§ **Excerpted data**
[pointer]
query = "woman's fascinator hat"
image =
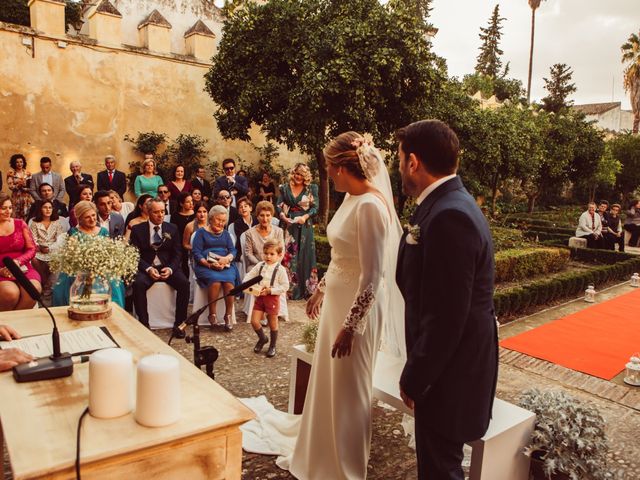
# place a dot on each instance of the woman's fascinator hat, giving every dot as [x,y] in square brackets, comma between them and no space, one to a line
[368,155]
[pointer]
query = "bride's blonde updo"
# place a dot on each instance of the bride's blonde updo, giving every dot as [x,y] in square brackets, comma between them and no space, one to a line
[355,153]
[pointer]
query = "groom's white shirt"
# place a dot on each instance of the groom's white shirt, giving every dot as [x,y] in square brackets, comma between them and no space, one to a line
[425,193]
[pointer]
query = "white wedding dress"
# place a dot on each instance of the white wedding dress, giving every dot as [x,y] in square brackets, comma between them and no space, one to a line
[331,439]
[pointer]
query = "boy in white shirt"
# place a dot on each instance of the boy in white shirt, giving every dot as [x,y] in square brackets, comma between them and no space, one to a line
[275,282]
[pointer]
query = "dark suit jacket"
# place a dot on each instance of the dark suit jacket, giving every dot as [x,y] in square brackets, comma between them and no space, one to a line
[241,185]
[169,252]
[204,186]
[71,186]
[447,282]
[57,184]
[116,225]
[119,183]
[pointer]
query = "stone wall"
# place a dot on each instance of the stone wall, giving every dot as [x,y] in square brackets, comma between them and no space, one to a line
[76,97]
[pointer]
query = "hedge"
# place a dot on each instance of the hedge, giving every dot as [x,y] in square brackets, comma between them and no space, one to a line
[517,264]
[514,300]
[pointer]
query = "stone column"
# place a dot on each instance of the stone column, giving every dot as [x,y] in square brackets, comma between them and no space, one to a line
[47,16]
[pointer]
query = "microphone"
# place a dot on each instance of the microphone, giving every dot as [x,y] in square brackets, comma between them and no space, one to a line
[57,365]
[193,318]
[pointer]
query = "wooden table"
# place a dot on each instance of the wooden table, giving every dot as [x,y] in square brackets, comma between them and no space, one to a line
[39,419]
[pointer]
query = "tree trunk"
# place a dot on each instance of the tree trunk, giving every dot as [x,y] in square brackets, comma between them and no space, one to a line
[533,30]
[323,188]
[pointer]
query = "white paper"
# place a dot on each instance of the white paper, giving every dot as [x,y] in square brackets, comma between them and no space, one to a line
[86,339]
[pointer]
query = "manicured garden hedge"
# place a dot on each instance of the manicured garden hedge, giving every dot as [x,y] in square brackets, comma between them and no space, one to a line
[517,264]
[568,284]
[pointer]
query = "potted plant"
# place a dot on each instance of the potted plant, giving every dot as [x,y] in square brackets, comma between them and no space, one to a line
[568,441]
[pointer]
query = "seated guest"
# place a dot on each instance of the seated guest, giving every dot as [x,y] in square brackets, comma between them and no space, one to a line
[590,227]
[243,223]
[107,218]
[139,215]
[45,175]
[202,184]
[46,193]
[180,219]
[48,233]
[632,223]
[160,258]
[614,234]
[236,185]
[112,179]
[118,206]
[16,243]
[87,215]
[75,182]
[178,184]
[85,193]
[147,182]
[18,180]
[223,198]
[11,357]
[263,231]
[213,254]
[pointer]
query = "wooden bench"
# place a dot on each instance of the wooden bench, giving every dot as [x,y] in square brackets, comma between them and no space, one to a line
[496,456]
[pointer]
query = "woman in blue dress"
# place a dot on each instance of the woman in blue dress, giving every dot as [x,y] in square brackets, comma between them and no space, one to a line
[213,254]
[87,216]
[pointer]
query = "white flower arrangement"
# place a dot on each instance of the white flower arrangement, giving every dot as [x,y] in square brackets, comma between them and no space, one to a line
[112,259]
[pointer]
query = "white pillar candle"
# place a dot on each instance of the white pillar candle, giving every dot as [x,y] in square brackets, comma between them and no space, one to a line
[158,391]
[110,383]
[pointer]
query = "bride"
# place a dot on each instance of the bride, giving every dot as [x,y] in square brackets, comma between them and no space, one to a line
[331,440]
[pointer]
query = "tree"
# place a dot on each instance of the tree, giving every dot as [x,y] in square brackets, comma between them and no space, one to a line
[559,88]
[534,4]
[488,62]
[304,71]
[631,53]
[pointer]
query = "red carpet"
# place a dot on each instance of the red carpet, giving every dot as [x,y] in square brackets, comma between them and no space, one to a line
[597,340]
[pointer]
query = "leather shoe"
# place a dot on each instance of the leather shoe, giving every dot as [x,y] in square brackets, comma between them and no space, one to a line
[177,333]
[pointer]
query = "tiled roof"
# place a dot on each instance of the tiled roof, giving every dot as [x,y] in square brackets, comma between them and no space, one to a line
[155,18]
[596,108]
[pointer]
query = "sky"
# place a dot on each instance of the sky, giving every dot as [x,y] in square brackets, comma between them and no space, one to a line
[584,34]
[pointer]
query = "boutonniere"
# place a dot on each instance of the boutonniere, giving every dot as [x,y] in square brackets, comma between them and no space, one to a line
[413,234]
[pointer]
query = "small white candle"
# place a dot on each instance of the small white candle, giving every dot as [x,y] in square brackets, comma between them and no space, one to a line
[110,383]
[158,391]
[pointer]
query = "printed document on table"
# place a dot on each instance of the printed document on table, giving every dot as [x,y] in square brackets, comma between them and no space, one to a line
[81,340]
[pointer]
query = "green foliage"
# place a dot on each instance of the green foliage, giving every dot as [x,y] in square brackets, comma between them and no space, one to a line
[488,61]
[626,149]
[559,88]
[518,264]
[275,68]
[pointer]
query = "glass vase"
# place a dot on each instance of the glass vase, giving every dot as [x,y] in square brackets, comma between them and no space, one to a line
[89,294]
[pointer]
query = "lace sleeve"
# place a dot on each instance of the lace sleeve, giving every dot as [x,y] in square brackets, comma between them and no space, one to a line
[371,237]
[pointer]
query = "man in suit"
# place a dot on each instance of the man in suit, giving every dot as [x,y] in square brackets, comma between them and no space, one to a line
[201,183]
[107,218]
[112,179]
[445,273]
[73,182]
[46,193]
[236,185]
[224,199]
[160,247]
[45,175]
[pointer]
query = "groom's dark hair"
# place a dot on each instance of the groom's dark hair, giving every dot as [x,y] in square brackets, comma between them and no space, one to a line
[434,144]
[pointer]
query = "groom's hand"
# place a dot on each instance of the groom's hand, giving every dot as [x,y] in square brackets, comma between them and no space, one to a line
[405,398]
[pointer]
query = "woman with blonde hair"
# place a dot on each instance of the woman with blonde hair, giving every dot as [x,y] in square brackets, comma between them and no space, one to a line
[297,207]
[147,182]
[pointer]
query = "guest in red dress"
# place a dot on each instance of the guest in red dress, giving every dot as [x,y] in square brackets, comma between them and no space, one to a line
[16,243]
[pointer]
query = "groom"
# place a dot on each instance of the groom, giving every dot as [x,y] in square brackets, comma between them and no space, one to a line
[445,273]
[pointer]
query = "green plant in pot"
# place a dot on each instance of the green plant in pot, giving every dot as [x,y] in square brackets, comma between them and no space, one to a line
[568,441]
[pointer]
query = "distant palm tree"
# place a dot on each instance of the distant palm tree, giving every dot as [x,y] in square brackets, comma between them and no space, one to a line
[534,4]
[631,53]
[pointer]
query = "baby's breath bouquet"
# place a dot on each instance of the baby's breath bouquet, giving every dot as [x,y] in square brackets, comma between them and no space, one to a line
[96,256]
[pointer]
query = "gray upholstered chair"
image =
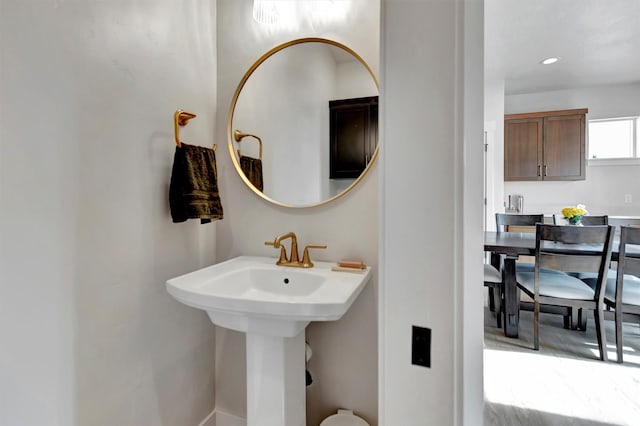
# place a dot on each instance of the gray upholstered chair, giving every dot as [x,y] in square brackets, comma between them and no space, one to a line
[521,222]
[565,290]
[623,288]
[494,281]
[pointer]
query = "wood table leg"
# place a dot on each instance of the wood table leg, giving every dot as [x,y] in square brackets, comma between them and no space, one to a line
[511,303]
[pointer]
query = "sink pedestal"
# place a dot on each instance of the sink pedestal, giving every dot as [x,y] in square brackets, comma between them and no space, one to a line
[276,394]
[272,305]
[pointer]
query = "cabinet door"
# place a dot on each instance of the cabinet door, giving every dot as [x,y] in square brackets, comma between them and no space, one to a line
[354,134]
[563,149]
[523,149]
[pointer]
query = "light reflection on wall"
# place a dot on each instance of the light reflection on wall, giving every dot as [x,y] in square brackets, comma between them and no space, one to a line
[289,14]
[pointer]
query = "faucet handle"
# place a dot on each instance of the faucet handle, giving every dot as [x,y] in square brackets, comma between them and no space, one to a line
[306,260]
[283,253]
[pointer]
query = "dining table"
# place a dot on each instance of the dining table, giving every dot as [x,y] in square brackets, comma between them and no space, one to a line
[507,247]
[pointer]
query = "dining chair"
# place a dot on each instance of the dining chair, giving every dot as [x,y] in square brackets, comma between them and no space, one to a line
[589,251]
[558,219]
[527,222]
[518,223]
[494,281]
[622,293]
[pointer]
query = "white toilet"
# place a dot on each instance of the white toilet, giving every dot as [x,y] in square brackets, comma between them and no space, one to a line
[344,418]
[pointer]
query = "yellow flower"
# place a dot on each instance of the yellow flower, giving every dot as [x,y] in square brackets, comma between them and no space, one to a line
[570,212]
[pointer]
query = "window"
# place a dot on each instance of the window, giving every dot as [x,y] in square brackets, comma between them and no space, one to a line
[614,138]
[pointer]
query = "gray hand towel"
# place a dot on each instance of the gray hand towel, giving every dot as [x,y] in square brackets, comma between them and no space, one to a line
[193,192]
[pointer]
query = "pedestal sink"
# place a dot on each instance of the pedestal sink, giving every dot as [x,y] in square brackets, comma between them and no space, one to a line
[272,305]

§ **Exercise**
Which lines in the records contain the word "window"? Show each of them in full.

§ **The answer**
query = "window"
# place a dot on each instance of the window, giving every dot as [x,y] in square brackets, comma between them and no space, one to a line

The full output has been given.